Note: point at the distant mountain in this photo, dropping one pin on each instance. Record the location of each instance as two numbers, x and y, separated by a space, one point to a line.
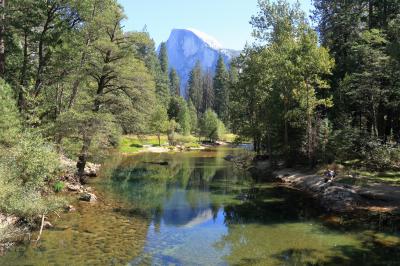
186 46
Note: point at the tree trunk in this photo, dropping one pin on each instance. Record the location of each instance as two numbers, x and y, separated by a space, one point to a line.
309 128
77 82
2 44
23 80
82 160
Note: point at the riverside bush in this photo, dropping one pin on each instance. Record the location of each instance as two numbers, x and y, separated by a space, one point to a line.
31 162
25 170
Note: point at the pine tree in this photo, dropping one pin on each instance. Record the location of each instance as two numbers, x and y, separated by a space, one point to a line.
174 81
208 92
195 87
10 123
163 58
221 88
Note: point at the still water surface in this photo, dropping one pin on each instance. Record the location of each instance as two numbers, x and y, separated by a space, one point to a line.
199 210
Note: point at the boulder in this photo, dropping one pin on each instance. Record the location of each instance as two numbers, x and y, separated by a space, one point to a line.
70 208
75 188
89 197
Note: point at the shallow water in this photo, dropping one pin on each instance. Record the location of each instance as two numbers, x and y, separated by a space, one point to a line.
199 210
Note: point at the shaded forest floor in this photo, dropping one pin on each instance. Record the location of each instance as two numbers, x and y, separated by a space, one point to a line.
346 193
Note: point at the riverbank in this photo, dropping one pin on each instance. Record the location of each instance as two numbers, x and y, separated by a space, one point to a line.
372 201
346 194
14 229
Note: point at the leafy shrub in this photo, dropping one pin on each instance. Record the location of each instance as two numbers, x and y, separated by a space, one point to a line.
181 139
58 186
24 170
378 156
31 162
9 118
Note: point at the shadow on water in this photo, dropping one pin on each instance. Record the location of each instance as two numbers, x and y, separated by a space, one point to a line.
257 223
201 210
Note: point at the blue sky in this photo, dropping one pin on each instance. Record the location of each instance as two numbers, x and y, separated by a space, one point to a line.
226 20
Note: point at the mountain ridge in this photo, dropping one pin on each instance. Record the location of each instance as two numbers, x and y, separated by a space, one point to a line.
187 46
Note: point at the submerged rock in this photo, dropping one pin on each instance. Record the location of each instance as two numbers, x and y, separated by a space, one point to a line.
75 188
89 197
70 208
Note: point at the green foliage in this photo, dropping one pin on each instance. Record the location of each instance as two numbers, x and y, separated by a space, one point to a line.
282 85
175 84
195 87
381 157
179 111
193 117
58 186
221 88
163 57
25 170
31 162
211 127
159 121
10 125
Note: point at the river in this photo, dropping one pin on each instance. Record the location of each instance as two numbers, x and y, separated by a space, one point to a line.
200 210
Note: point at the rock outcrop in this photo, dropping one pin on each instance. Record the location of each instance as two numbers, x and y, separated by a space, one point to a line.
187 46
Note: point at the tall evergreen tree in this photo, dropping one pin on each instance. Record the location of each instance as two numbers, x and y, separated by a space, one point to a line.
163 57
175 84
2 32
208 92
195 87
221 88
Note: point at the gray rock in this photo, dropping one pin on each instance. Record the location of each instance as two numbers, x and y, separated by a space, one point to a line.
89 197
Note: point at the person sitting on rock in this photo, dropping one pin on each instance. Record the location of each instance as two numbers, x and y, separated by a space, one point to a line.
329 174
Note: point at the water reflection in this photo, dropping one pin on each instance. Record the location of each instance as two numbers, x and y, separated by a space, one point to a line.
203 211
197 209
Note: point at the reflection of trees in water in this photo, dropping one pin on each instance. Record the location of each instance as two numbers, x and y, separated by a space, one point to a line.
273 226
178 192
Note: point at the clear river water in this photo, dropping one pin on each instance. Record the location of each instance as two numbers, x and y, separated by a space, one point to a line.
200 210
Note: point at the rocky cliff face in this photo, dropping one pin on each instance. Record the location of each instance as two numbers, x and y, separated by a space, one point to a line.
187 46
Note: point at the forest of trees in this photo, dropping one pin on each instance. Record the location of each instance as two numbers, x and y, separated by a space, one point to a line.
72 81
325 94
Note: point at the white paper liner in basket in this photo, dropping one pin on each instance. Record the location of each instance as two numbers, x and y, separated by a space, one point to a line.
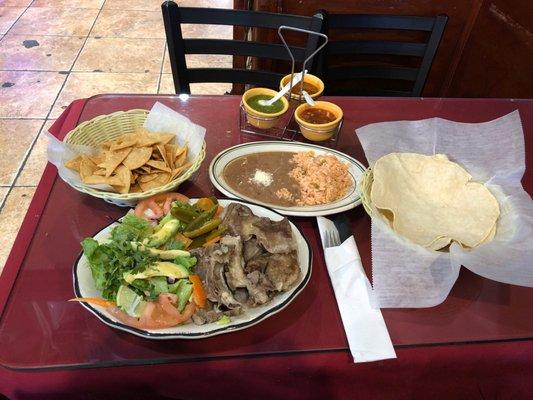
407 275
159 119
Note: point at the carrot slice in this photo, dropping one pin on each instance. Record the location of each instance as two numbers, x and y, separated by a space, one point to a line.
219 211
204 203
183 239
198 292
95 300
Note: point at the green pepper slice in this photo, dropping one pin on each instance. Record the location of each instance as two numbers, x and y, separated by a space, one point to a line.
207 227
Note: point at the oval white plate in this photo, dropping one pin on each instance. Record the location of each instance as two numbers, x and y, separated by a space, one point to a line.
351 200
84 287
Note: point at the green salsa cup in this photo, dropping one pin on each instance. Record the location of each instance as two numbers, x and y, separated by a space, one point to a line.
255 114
________________
-- What to do --
Repeat all the data as it stands, dropping any images it holds.

-- Response --
Note: point at the distant mountain in this photo, dropping one pin on each instance. Record the location of each instance as two numbers, x and y, separated by a space, one point to a line.
186 46
Note: point at the tree trunk in this photo, dropping one pin on each instance. Record the location of each instance as two numbers, x and y, separated by a space, one point to a line.
309 128
77 82
2 44
23 80
82 160
Note: point at the riverside bush in this photo, dropping one pin on each instance. Record the location of each instance as two numbers, x and y, separated by a space, one point to a line.
31 162
25 170
Note: point at the pine tree in this photo, dropping one pin on each instance. Record the location of each instance as two numbers, x and y, separated by a space, one point to a line.
174 81
208 92
195 87
10 123
163 58
221 88
Note: point at the still water surface in this photo, dropping one pin on each instance. Record the location of each instance as two numbers, x and y, separated by a space, one point to a line.
199 210
Note: point at the boulder in this photo, dropping one pin on each instance. Record the location of each instance as two numbers, x and y, separated by a space, one point to a line.
70 208
75 188
89 197
Note: point at the shallow water in this photo, dropping one pin on each instance. Record the location of each instance as two numbers, x and y, separated by a space, one point to a line.
199 210
Note: point at the shaded forest floor in this photo, dropping one pin on each instance. Record the location of each instance as two numbers, x and y, separated by a space, one point to a line.
346 193
Note: point at the riverbank in this photo, dropping one pin on each instance. Record the location of each instance as two numbers, x and y, separated by a space, one point to a line.
372 201
346 194
14 229
Note: point at the leafy shrub in this photo, dropping one pin on each instance. Record the location of each instance as two numbers, x and y, separated by a space, one point to a line.
181 139
58 186
24 170
378 156
31 162
9 118
Note: point at the shadow on water in this photo, dropping one pin on each instance. Record the location of each instance as two numbers, x and y, separated by a space, one point to a line.
257 223
201 210
Note: point at the blue sky in this photo, dropping one pin on each instance. Record the location of each instance as two numbers, x and y, separated by a space, one point to a line.
226 20
Note: point at the mountain ridge in this photo, dropping one pin on each instance. Record the location of each instance as two numbers, x and y, separated by a space, one point to a line.
187 46
Note: point at the submerged rock in this photo, dropping one pin on each instance. Record the location of each instance as two numbers, x and y, separated by a space, one point to a line.
75 188
89 197
70 208
Note: point at the green foliage in this photo, dropping one pin on each instance. Record the location of each instance as two numbers, x and y, separated by a space, one point to a line.
282 85
175 84
195 87
381 157
179 111
193 117
58 186
221 88
163 57
25 170
31 162
211 127
159 121
10 125
Note: point at the river in this photo, dropping one pin on each instance. Record the location of each instance as two numbers, x and y, separated by a space, one point to a line.
200 210
Note: point at the rock outcrop in this photo, dropping one pin on each instance. Record the location of each instance as two numbers, x and y, separated by a space, one point to a line.
187 46
Note: point at the tall evergreen tree in this photo, dropping one pin on each instance. Record the location of each instance as two numbers, x and y, separated by a space, one point to a line.
163 57
175 84
2 32
208 92
195 87
221 88
Note: point at the gray rock in this photo, dropping one pin on each instance. Record the location of each instance as two numbers, x and y, separated by a space, one point to a line.
89 197
Note: point at the person sitting on rock in this photo, dropping one pin on each instance. Record the location of each instance as two numbers, x and y, separated by a space, one point to a line.
329 174
Note: point at the water reflection in this photo, dropping one pin on each instance. Record the location of each instance as two numbers, x and y, separated by a space, one point to a line.
203 211
197 209
Note: point at the reflection of trees in water in this photo, dropping one pin on each instance. Record the location of each instance as two numbers, x and y, separated by a space, one point to a line.
273 226
178 192
Note: point at the clear river water in this photo, dropping one pin on each instance. Record the location of each instance as two numbers, x and y, separated by a space, one point to a line.
200 210
Note: point at the rocky cliff face in this photo, dropping one pin on each instance. Record the location of each instance as two numbers, x and y, separated by a space, one point to a line.
187 46
Note: point at the forest of trees in this photo, dropping one pin on each instance. Record the location of each instance as two numbers, x and y, separated by a space, one point to a line.
72 81
325 94
Note: point at the white paper liner in basket in this photo, dropping one pin on each instance. Record the location of each instance as two numbers, x and y, separated by a space, one point to a line.
407 275
159 119
Note: point at the carrot slice in this photo, dropping one pin on each instance. Record the location of each instance as two numbers, x and y, separated by a space, one point to a line.
219 211
204 203
183 239
198 292
95 300
Note: point at the green pepper slice in this photo, dropping one pin on each instance. Record the location of each instance as two numbers, x and y, separated by a space, one point to a line.
207 227
Note: point at the oval white plate in this photo, dropping one pin on each instance. Record the location of each instance as two numbers, x and y, separated by a space, one point to a line.
351 200
84 287
Note: point at the green salsa cup in this photo, dropping one pin on each instance. Record the location of each instance as two numbers, x and y, separated by a space, one point to a line.
255 114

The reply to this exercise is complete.